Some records
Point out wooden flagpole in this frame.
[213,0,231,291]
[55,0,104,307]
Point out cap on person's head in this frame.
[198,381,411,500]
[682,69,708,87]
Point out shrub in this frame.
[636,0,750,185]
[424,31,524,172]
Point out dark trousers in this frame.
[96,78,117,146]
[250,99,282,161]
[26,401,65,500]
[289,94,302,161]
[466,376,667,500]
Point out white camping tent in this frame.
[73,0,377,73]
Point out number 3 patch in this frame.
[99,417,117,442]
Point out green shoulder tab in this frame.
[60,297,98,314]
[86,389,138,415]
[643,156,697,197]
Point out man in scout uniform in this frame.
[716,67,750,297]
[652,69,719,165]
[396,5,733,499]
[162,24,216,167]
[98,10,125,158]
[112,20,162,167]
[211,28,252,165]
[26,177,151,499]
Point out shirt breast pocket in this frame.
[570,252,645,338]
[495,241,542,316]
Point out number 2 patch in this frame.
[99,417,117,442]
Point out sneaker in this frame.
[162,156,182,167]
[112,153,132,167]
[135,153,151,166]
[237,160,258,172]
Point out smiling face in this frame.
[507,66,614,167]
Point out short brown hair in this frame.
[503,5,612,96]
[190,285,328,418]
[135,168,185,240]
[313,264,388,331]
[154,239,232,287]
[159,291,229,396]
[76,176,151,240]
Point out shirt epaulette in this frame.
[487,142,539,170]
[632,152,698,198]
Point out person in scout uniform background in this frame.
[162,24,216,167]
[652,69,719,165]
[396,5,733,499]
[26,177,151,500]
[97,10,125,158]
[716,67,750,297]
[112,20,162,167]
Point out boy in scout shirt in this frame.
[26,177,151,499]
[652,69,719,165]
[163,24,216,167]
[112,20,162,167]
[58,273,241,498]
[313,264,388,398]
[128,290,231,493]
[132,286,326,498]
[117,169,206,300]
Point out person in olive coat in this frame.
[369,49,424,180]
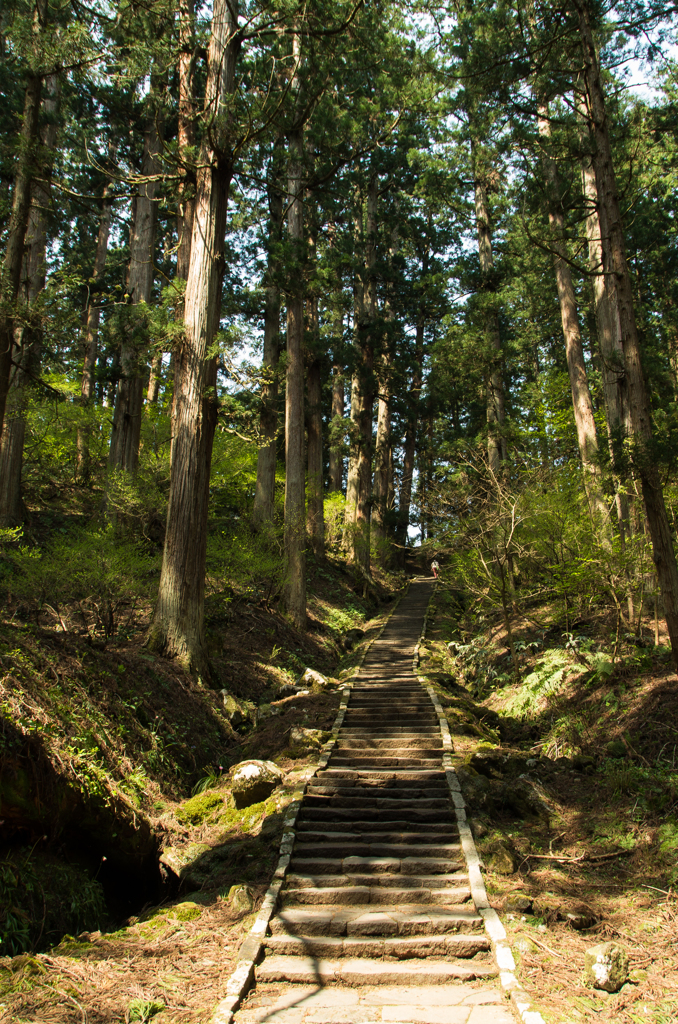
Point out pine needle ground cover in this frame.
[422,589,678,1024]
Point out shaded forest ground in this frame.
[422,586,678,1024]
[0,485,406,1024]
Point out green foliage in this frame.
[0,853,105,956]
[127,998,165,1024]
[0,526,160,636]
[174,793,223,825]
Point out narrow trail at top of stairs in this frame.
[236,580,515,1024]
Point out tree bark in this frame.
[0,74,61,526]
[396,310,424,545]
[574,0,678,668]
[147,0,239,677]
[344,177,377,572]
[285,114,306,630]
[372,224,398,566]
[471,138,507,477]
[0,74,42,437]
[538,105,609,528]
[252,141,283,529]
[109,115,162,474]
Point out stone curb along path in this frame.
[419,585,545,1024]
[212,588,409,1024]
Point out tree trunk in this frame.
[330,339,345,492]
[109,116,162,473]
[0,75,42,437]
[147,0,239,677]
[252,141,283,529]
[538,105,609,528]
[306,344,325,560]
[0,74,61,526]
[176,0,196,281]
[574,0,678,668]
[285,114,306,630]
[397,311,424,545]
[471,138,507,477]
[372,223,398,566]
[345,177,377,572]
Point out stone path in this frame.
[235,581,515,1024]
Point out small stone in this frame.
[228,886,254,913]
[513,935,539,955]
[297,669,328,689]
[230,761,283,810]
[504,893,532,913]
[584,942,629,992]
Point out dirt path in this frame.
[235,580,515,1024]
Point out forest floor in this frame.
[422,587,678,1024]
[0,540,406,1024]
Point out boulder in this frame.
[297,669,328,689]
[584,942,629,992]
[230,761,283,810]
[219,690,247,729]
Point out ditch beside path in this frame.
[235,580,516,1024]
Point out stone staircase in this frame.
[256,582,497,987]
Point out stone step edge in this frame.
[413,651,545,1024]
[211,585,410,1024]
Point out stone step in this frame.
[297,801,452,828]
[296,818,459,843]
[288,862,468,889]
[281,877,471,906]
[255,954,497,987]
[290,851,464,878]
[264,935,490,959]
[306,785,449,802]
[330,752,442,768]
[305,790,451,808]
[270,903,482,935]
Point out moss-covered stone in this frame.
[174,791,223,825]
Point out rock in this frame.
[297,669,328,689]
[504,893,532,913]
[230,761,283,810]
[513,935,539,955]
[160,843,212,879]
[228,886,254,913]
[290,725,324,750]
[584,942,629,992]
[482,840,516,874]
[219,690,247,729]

==

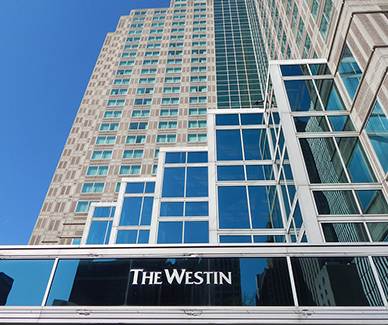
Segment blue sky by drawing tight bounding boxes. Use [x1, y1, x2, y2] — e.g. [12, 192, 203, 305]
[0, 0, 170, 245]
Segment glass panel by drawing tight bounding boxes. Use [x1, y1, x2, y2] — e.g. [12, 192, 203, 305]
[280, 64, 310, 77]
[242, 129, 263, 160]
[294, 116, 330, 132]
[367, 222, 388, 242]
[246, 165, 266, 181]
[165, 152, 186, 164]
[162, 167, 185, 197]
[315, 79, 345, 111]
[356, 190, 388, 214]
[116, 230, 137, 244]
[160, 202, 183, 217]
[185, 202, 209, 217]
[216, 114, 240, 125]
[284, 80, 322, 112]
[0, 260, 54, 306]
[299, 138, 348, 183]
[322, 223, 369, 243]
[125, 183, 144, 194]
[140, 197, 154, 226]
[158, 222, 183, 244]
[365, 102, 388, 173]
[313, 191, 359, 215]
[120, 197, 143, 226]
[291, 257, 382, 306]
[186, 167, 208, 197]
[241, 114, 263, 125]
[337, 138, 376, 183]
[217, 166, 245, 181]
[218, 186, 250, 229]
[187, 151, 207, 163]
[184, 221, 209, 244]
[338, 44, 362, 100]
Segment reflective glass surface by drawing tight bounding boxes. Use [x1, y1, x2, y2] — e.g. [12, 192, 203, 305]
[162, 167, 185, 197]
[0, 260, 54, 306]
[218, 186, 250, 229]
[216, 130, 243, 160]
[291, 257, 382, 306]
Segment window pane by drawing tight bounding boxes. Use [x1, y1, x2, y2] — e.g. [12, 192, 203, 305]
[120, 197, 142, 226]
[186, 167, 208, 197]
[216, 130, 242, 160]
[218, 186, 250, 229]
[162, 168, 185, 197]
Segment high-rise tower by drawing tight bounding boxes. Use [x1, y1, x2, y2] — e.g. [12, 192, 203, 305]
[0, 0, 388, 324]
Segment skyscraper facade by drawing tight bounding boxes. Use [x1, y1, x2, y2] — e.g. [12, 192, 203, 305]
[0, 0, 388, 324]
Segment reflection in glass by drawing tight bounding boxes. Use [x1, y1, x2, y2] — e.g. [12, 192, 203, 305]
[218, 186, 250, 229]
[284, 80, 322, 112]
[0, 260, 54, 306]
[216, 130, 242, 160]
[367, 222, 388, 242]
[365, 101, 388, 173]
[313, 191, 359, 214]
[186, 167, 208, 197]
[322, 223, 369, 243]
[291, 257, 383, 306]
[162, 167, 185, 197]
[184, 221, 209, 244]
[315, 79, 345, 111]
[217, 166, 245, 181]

==

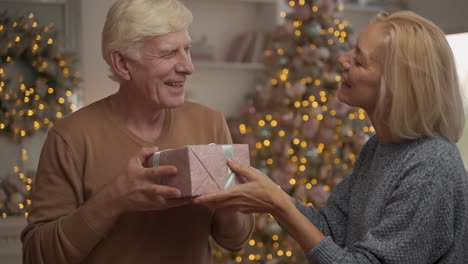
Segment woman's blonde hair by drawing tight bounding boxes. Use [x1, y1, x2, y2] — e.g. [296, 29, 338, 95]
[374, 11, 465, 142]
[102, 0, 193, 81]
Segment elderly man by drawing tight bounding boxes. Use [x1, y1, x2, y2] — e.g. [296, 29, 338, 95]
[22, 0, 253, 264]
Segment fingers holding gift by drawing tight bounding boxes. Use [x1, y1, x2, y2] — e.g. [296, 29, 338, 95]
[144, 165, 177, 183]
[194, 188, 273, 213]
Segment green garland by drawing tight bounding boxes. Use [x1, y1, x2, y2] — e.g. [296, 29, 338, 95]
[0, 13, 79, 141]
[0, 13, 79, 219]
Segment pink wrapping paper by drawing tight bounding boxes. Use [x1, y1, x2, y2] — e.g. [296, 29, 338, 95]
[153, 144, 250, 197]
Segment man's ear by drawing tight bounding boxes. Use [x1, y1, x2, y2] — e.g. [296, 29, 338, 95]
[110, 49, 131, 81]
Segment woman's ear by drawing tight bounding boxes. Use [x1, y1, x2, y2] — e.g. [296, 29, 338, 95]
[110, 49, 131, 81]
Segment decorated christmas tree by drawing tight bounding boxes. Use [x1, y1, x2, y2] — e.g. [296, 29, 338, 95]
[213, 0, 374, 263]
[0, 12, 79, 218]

**Given instruction:** Rewrite everything in the listing from the line containing "Point out stone path in this frame." down through the line containing "[211,585,410,1024]" as a two-column CSV with the headers text and answer. Give one row for each text line, paired with the answers beneath it, each in a single quoted field with line breaks turned into spaces.

**Answer to the task:**
text,answer
"Point out stone path in this frame.","[235,581,515,1024]"
"Point out small stone in this frame.","[228,886,254,913] [513,935,539,955] [297,669,328,689] [230,761,283,810] [504,893,532,913] [584,942,629,992]"
"Point out dirt path in this frame.","[235,580,515,1024]"
"Point out forest floor in this frame.","[422,587,678,1024] [0,540,406,1024]"
"Point out boulder in this frame.","[297,669,328,689] [584,942,629,992] [230,761,283,810] [219,690,247,729]"
"Point out ditch beside path in this frame.","[235,580,516,1024]"
"Point out stone staircase in this frame.","[256,582,497,987]"
"Point out stone step edge in this frame.","[413,651,545,1024] [211,585,410,1024]"